▶ TASKS TO PERFORM
1. Answer the following questions using the forum thread on monitoring Swarm clusters with Prometheus.
(a) Which file's changes does the poster say were propagated to each Swarm node?
(b) What value is given for scrape_interval in the global section of the configuration?
(c) Which target is listed under the alertmanagers static configuration?
2. Set down, without alteration, the portion of the forum thread on monitoring Swarm clusters with Prometheus from "- job_name: 'docker-daemon'" up to and including "on port 9323.".

Monitor multiple Swarm clusters in a single one using the new Prometheus:v2.20.0

455 views
Skip to first unread message

Tom Kun

unread,
Jul 29, 2020, 1:29:52 PM7/29/20
to Prometheus Users
Hello folks,

I'm a beginner with Swarm and Prometheus and I wanted to know if with the new Prometheus release (v.2.20.0) and the docker_sd_configs feature.is it possible to get metrics from different cluster to my Prometheus Swarm cluster.

I already follow the documentation's example and I try to propagate the /etc/docker/daemon.json changes on each Swarm nodes but in Prom' I still only can see metrics from the Prometheus...

Did I miss something to be able to retrieve metrics from other cluster?

This is a bunch of configuration : prometheus.yml-

global:
  scrape_interval: 15s
  scrape_timeout: 10s
  evaluation_interval: 15s
  external_labels:
    monitor: monitoring

rule_files:
- rules/alerts.yml
- rules/node.yml
- rules/stack.yml

alerting:
  alertmanagers:
  - static_configs:
    - targets:
        - alertmanager:9093

scrape_configs:
  - job_name: prometheus
    static_configs:
    - targets:
      - prometheus:9090

  - job_name: 'docker-daemon'
    dockerswarm_sd_configs:
      - host: unix:///var/run/docker.sock
        role: nodes
    relabel_configs:
      # Fetch metrics on port 9323.

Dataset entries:
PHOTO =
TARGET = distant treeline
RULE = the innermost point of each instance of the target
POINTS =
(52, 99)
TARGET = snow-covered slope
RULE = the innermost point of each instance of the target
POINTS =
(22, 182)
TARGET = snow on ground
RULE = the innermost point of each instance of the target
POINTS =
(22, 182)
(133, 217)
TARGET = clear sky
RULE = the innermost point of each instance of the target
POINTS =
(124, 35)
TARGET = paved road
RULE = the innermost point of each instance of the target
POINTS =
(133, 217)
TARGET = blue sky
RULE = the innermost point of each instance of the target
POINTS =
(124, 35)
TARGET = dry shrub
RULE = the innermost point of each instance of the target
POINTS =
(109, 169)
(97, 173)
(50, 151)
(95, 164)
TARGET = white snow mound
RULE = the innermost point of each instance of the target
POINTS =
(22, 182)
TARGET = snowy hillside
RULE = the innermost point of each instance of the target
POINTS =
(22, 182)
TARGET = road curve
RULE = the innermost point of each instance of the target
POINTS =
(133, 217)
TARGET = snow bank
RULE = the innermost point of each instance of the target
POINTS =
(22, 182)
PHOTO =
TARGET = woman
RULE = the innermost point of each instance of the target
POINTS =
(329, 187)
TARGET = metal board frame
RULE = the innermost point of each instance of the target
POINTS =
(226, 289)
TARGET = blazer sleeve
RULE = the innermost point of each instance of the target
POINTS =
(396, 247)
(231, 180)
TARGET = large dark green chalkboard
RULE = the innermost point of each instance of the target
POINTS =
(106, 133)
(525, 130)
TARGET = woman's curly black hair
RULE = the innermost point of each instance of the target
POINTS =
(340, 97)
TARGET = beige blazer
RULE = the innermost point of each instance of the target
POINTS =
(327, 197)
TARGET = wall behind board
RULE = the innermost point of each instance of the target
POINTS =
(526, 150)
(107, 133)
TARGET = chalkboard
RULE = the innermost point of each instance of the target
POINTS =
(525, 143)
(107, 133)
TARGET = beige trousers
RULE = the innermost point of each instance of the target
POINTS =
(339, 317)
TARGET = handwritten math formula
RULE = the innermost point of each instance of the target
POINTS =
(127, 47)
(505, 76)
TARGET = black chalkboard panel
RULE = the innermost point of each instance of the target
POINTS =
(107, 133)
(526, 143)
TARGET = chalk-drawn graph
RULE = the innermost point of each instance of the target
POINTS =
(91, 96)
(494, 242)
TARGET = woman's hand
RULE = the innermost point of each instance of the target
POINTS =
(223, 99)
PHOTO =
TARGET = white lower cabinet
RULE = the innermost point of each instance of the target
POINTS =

▶ SOLUTIONS PER TASK
1.
(a) /etc/docker/daemon.json
(b) 15s
(c) alertmanager:9093

2.
- job_name: 'docker-daemon'
    dockerswarm_sd_configs:
      - host: unix:///var/run/docker.sock
        role: nodes
    relabel_configs:
      # Fetch metrics on port 9323.